Short problem 1 → From the John Mitchell biography, extract verbatim the part that opens with the words containing "Mitchell is also" and closes with "(April 2019), followed.".
Short problem 2 → According to the John Mitchell biography, which guitarist did Mitchell replace as frontman of It Bites in 2006?
Short problem 3 → Continue the John Mitchell biography after its final sentence.

John Mitchell (born 21 June 1973) is an Irish musician and record producer. He primarily plays guitar and has been a member of the bands It Bites, Arena, Frost*, Kino, A, The Urbane and Lonely Robot.

Early life and career

Mitchell describes seeing Eric Clapton perform the song "Miss You" from his 1986 album August at a Prince's Trust concert as "the single defining moment that made me decide to put down the violin and pick up a guitar".

Influenced by guitarists such as Jeff Beck, Trevor Rabin and David Gilmour, Mitchell mainly sings and plays guitar, but is also a multi-instrumentalist. He is best known as the current frontman for British prog-pop band It Bites (having replaced original singer and guitarist Francis Dunnery in 2006). Mitchell has also played guitar for a number of other progressive rock bands including Arena, The Urbane, Kino, Frost*, and the John Wetton band. In 2008, Mitchell was drafted in to join A, playing bass in place of original bass player Daniel P. Carter to support The Wildhearts on their December UK tour, as well as a 10-date headline tour in 2009. In 2012, Mitchell toured with Martin Barre in his band "New Day", singing lead vocals on many songs by Jethro Tull.

Mitchell is also a record producer and sound engineer at Outhouse Studios, a recording studio in Reading, UK, where he has recorded and produced music for a number of rock bands including Enter Shikari, You Me at Six, Lower Than Atlantis, Architects, The Blackout, Kids in Glass Houses, Funeral for a Friend, My Passion, Exit Ten, I Divide, Ivyrise, Anavae, Touchstone, Your Demise and You and What Army.

Mitchell's latest music project is a solo project called Lonely Robot, whose album Please Come Home was released on 23 February 2015. It features a number of guest artists including Peter Cox, Steve Hogarth, Jem Godfrey, Nik Kershaw, and British actor Lee Ingleby. The albums The Big Dream released in April 2017 and Under Stars (April 2019), followed.

Dataset items →
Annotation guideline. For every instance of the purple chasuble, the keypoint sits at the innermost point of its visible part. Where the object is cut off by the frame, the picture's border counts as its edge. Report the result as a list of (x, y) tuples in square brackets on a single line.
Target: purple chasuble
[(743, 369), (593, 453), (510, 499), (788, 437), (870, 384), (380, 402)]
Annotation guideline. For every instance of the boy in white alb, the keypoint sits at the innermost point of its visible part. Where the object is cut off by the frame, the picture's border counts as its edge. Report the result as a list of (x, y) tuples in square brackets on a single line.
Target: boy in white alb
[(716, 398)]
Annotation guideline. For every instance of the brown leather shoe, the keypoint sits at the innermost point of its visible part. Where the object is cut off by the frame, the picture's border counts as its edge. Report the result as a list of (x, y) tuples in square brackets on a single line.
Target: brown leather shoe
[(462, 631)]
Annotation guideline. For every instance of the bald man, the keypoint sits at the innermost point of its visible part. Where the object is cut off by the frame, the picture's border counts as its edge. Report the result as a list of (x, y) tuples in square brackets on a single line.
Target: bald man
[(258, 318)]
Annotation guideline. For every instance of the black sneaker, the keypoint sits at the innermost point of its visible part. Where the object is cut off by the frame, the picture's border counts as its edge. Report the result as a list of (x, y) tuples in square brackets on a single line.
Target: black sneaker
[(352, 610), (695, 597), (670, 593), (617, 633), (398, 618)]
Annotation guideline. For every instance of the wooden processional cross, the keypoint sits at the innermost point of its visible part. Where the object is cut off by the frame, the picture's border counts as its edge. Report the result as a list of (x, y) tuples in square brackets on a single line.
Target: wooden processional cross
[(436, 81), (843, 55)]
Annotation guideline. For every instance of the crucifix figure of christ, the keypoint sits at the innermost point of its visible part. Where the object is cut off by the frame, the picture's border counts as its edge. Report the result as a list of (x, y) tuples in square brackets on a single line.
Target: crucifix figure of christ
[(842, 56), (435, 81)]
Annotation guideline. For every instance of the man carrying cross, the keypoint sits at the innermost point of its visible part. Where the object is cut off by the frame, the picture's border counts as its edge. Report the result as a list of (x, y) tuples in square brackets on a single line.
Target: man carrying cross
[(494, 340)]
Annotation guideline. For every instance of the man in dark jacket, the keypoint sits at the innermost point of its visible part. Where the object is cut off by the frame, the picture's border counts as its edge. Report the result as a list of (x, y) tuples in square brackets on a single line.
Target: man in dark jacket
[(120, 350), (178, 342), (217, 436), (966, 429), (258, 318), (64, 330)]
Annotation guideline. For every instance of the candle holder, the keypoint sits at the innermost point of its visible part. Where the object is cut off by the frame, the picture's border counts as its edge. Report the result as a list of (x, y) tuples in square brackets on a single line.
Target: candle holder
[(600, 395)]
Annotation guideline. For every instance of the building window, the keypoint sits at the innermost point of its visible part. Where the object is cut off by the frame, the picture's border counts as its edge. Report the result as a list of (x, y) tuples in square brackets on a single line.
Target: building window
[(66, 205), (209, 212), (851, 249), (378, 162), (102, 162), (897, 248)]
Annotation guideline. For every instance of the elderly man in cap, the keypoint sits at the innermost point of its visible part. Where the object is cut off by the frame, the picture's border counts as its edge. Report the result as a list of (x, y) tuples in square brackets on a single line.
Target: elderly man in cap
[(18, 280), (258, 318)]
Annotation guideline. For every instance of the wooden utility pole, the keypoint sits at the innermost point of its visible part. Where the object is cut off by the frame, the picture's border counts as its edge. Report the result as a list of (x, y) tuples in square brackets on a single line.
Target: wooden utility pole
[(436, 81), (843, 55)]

Exercise result 1 →
Mitchell is also a record producer and sound engineer at Outhouse Studios, a recording studio in Reading, UK, where he has recorded and produced music for a number of rock bands including Enter Shikari, You Me at Six, Lower Than Atlantis, Architects, The Blackout, Kids in Glass Houses, Funeral for a Friend, My Passion, Exit Ten, I Divide, Ivyrise, Anavae, Touchstone, Your Demise and You and What Army.

Mitchell's latest music project is a solo project called Lonely Robot, whose album Please Come Home was released on 23 February 2015. It features a number of guest artists including Peter Cox, Steve Hogarth, Jem Godfrey, Nik Kershaw, and British actor Lee Ingleby. The albums The Big Dream released in April 2017 and Under Stars (April 2019), followed.

Exercise result 2 → Francis Dunnery

Exercise result 3 →
Mitchell is also the co-owner and co-founder of White Star Records, an independent record label which focuses on prog rock artists. Mitchell released his EP, The Nostalgia Factory, on White Star Records in 2016.

Discography

with The Urbane
 Neon (1999)
 Glitter (2003)

with Arena
 The Cry (1997 - EP)
 Welcome to the Stage (1997 - live)
 The Visitor (1998)
 Immortal? (2000)
 Breakfast in Biarritz (2001 - live)
 Contagion (2003)
 Contagious (2003 - EP)
 Contagium''' (2003 - EP)
 Live & Life (2004 - live)
 Pepper's Ghost (2005)
 Ten Years On (2006 - compilation)
 The Seventh Degree Of Separation (2011)
 Contagion Max (2014)
 The Unquiet Sky (2015)
 Double Vision (2018)

with Kino
 Picture (2005)
 Cutting Room Floor (2005 - compilation)
 Radio Voltaire (2018)

with Frost*
 Milliontown (2006)
 Experiments in Mass Appeal (2008)
 FrostFest Live CD (2009)
 The Philadelphia Experiment (2010 - live)
 The Rockfield Files (2013 - DVD)
 Falling Satellites (2016)
 Day and Age (2021)

with Blind Ego
 Mirror (2007)

with John Wetton
 Amorata (2009) (METAL MIN2)

with It Bites
 When The Lights Go Down (2007 - live)
 The Tall Ships (2008)
 This Is Japan (2010 - live)
 It Happened One Night (2011 - live)
 Map of the Past (2012)

with Gandalf's Fist
 A Forest of Fey (2014)

with Lonely Robot
 Please Come Home (2015)
 The Big Dream (2017)
 Under Stars (2019)
 Feelings Are Good (2020)
 A Model Life (2022)

with Legacy Pilots
 Con Brio (2018)
 Aviation (2020)
 The Penrose Triangle (2021)

with The Kite Experiment
 Atmospherics (2021 - EP)

Solo
 The Nostalgia Factory '' (2016 - EP)

Equipment
Mitchell primarily uses Cort Guitars – white and black G254s on stage, and for recording, a tobacco G210 and a blue/black G290. He also plays an Alvarez Yairi acoustic guitar in the studio, and a PRS Classic. Mitchell's rack set-up consists of a Marshall JMP1 Preamp with effects being produced by a vintage Korg A3 effects unit. This signal is then amplified by a Marshall Valvestate 80/80 power amp to a 4x12 Marshall cab.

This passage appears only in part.